Data listing
⁂

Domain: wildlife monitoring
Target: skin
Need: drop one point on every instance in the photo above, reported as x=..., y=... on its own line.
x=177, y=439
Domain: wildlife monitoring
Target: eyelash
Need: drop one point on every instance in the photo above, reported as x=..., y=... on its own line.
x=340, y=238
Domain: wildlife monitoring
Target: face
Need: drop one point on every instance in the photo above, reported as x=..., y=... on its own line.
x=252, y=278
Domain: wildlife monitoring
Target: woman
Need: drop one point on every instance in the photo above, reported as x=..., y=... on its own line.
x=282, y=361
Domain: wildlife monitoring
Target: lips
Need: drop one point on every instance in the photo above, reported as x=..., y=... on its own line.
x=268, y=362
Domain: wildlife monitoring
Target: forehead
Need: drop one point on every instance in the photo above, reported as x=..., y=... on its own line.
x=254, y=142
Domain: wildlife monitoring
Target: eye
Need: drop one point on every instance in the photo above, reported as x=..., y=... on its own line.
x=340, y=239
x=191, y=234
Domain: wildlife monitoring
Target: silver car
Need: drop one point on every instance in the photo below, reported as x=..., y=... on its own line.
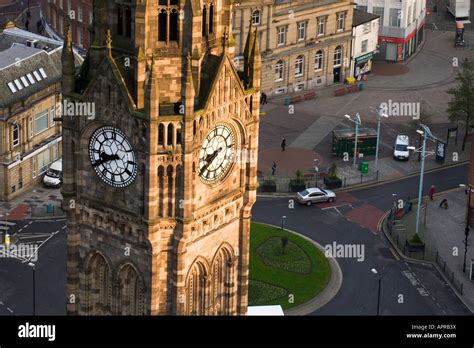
x=315, y=195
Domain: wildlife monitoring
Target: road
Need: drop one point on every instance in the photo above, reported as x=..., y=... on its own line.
x=407, y=288
x=16, y=277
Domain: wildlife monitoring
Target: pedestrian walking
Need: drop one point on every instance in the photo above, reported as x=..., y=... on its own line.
x=283, y=144
x=432, y=192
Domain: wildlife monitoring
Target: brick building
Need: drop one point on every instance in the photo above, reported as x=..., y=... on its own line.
x=305, y=44
x=30, y=84
x=56, y=14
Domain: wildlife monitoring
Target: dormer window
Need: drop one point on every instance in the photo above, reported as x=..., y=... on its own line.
x=168, y=21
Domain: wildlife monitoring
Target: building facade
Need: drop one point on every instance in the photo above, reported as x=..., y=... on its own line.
x=305, y=44
x=57, y=13
x=365, y=30
x=402, y=26
x=160, y=185
x=30, y=88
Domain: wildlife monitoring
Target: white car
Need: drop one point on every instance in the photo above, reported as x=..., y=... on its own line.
x=400, y=149
x=54, y=175
x=315, y=195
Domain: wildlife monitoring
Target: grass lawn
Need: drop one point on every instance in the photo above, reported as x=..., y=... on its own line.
x=303, y=271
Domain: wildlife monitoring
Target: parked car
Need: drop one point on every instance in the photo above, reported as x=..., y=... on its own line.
x=315, y=195
x=400, y=149
x=54, y=175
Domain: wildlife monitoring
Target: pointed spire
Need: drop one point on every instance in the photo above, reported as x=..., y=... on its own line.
x=108, y=41
x=249, y=42
x=190, y=92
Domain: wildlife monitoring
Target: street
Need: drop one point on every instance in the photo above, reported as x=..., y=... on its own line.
x=419, y=288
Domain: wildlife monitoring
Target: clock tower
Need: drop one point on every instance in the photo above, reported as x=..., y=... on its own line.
x=160, y=179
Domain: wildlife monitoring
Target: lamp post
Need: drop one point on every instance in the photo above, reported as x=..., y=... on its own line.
x=380, y=113
x=426, y=134
x=316, y=171
x=357, y=123
x=32, y=265
x=468, y=223
x=374, y=271
x=283, y=219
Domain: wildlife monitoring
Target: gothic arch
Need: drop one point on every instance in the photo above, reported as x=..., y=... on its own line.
x=130, y=291
x=98, y=285
x=197, y=287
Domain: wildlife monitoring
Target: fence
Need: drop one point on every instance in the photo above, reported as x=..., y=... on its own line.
x=395, y=227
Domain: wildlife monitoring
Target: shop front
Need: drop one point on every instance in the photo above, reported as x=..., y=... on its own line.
x=363, y=65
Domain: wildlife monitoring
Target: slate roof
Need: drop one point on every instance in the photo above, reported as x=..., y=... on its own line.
x=27, y=70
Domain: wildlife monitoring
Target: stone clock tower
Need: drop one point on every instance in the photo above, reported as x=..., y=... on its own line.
x=160, y=180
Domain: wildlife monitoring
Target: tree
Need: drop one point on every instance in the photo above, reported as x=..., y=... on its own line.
x=461, y=106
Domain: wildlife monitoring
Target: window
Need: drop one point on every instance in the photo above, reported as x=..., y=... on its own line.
x=299, y=66
x=301, y=31
x=279, y=70
x=395, y=17
x=364, y=46
x=80, y=41
x=318, y=60
x=281, y=33
x=338, y=56
x=366, y=28
x=41, y=122
x=43, y=161
x=16, y=135
x=168, y=20
x=256, y=17
x=341, y=21
x=321, y=26
x=379, y=12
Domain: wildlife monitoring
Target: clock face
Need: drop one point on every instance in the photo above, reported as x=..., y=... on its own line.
x=217, y=154
x=112, y=157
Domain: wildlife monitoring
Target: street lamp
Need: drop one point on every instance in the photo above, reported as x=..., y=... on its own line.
x=357, y=122
x=283, y=219
x=316, y=170
x=426, y=134
x=374, y=271
x=32, y=265
x=468, y=223
x=380, y=113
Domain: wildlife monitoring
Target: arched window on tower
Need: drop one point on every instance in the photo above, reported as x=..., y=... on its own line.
x=168, y=20
x=128, y=21
x=211, y=19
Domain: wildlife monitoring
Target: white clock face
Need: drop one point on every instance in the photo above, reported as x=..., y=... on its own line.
x=112, y=157
x=217, y=154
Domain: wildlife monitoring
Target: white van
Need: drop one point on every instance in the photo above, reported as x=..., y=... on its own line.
x=400, y=149
x=54, y=175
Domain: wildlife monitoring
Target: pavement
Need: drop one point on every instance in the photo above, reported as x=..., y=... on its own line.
x=307, y=126
x=354, y=219
x=442, y=231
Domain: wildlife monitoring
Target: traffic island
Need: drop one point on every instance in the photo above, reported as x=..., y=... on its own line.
x=439, y=240
x=289, y=270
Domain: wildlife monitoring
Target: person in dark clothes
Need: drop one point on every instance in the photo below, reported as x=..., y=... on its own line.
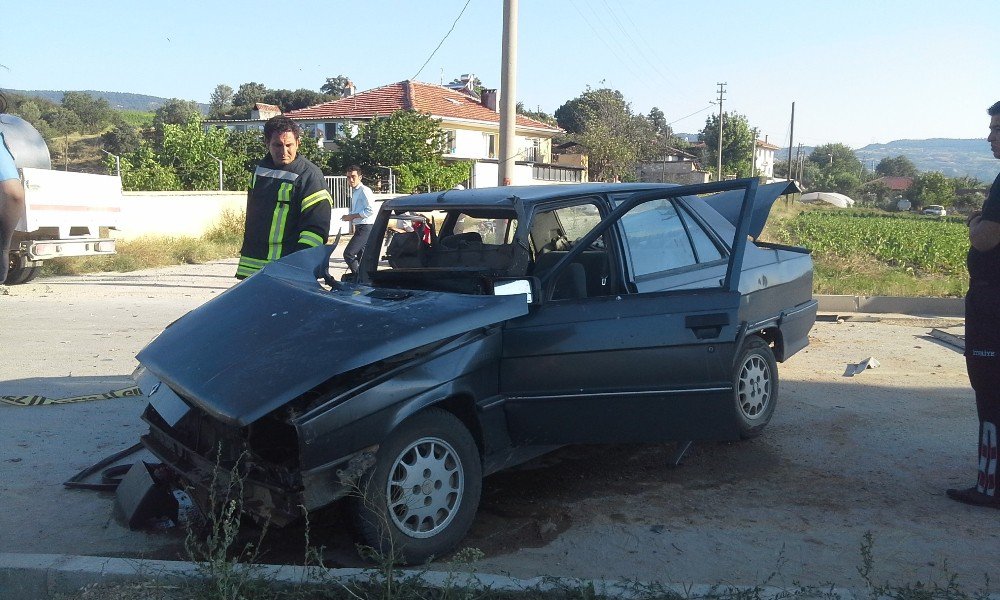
x=288, y=205
x=982, y=332
x=11, y=200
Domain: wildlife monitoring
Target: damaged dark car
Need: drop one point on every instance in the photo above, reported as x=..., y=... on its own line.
x=485, y=327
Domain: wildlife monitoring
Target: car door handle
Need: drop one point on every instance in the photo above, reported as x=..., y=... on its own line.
x=706, y=326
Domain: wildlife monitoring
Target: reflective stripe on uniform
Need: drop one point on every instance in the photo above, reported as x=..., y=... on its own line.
x=315, y=198
x=248, y=266
x=278, y=221
x=275, y=173
x=310, y=238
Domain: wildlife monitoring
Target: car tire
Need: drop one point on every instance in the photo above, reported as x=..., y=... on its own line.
x=755, y=386
x=19, y=275
x=409, y=517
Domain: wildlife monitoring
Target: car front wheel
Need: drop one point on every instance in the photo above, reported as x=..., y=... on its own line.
x=421, y=497
x=755, y=386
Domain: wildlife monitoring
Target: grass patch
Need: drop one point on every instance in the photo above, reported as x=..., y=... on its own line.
x=875, y=253
x=222, y=240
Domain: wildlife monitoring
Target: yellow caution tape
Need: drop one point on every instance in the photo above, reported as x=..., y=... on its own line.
x=132, y=392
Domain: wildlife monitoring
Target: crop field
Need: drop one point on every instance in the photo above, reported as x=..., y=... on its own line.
x=869, y=253
x=923, y=244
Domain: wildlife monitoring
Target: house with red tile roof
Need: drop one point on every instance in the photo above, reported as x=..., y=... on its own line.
x=470, y=121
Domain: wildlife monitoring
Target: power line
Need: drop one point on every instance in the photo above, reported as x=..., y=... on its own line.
x=462, y=12
x=692, y=114
x=628, y=36
x=598, y=35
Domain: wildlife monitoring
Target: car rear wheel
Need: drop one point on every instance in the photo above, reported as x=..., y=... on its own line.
x=755, y=386
x=19, y=275
x=421, y=497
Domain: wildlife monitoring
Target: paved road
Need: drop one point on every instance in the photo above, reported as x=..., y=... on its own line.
x=843, y=456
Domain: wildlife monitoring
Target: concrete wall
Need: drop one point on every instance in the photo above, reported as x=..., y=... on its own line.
x=190, y=213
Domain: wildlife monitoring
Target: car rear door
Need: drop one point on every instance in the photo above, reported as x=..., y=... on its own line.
x=647, y=364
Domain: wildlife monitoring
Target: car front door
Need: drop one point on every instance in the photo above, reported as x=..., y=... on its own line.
x=642, y=365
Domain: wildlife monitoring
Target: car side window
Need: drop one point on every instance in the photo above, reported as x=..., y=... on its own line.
x=553, y=234
x=705, y=249
x=657, y=238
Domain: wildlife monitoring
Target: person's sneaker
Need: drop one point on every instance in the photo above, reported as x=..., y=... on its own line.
x=974, y=497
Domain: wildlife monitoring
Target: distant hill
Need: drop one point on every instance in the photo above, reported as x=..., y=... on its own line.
x=953, y=157
x=117, y=100
x=949, y=156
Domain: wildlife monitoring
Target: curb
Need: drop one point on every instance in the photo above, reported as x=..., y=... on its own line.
x=39, y=576
x=922, y=307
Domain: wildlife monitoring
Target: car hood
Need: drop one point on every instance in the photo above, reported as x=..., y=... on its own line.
x=728, y=204
x=279, y=333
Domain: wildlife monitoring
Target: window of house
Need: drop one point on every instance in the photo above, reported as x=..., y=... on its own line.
x=333, y=131
x=491, y=145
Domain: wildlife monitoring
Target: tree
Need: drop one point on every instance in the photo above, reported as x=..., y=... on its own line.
x=121, y=139
x=403, y=137
x=288, y=100
x=142, y=171
x=833, y=168
x=175, y=112
x=247, y=95
x=537, y=115
x=931, y=188
x=658, y=120
x=616, y=139
x=409, y=142
x=334, y=86
x=220, y=101
x=898, y=166
x=737, y=145
x=95, y=114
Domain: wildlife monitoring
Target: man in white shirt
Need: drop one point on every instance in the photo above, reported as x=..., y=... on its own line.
x=362, y=216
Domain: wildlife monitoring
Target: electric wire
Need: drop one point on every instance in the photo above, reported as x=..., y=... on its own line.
x=462, y=12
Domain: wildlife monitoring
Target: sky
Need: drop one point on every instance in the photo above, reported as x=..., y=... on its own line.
x=857, y=72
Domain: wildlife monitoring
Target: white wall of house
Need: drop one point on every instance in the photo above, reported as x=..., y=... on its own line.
x=765, y=161
x=191, y=213
x=486, y=174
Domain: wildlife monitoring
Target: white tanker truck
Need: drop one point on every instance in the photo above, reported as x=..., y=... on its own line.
x=65, y=213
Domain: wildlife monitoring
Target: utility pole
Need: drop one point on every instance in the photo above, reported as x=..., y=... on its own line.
x=791, y=138
x=118, y=162
x=718, y=163
x=219, y=160
x=508, y=93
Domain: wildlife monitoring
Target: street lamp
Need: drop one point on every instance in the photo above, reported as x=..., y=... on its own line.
x=118, y=162
x=220, y=168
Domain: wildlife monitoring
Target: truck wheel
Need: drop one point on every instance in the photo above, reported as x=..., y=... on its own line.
x=421, y=497
x=16, y=275
x=755, y=386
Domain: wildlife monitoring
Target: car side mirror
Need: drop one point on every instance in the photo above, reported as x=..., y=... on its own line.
x=523, y=285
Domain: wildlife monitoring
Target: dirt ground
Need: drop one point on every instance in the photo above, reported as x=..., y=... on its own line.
x=843, y=456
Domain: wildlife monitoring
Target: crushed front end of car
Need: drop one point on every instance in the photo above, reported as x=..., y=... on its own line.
x=291, y=385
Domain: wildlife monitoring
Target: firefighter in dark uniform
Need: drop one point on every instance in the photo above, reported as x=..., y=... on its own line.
x=982, y=333
x=288, y=205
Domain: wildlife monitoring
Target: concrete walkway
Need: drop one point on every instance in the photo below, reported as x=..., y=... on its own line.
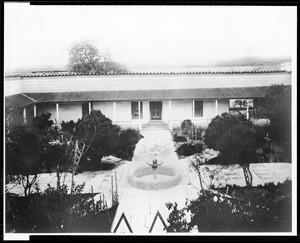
x=141, y=206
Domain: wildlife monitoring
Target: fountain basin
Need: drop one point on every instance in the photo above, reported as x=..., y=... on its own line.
x=141, y=177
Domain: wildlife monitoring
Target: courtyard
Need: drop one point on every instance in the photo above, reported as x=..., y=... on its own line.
x=141, y=206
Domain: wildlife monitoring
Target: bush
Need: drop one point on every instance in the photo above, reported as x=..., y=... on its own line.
x=220, y=125
x=189, y=149
x=185, y=127
x=179, y=139
x=127, y=141
x=237, y=145
x=262, y=209
x=55, y=211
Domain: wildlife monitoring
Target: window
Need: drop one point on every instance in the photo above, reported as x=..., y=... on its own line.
x=198, y=108
x=85, y=109
x=135, y=110
x=239, y=106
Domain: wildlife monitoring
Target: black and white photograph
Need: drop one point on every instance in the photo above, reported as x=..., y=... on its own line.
x=149, y=120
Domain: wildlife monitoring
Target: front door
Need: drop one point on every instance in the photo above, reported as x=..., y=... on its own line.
x=155, y=110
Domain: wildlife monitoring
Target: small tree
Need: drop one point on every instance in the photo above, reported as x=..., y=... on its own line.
x=23, y=156
x=127, y=141
x=276, y=106
x=85, y=57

⁂

■ What needs to be done
Please turn the records into a two-column CSV with columns "record_text" and "answer", one row per record, putting each record's text and its answer in one quoted field with line breaks replaced by spaces. Begin at the start of the records and stop after the line containing "x=268, y=362".

■ Task solution
record_text,answer
"Domain: wildlife monitoring Target: skin Need: drop one point on every instance in the photo above, reported as x=..., y=... on its own line.","x=177, y=439"
"Domain: wildlife monitoring Target: eyelash Need: drop one point on every instance in the photo above, reported as x=..., y=... on its own line.","x=340, y=238"
"Domain: wildlife monitoring Target: face Need: drop one point on every instance in the photo above, reported as x=..., y=... on its own line.","x=252, y=278"
"Domain: wildlife monitoring Target: woman Need: drop one point on every instance in the photo above, reported as x=..., y=... on its own line.","x=282, y=361"
"Domain: wildlife monitoring Target: lips Need: drop one point on every instance in the photo above, reported as x=..., y=... on its own line.","x=268, y=362"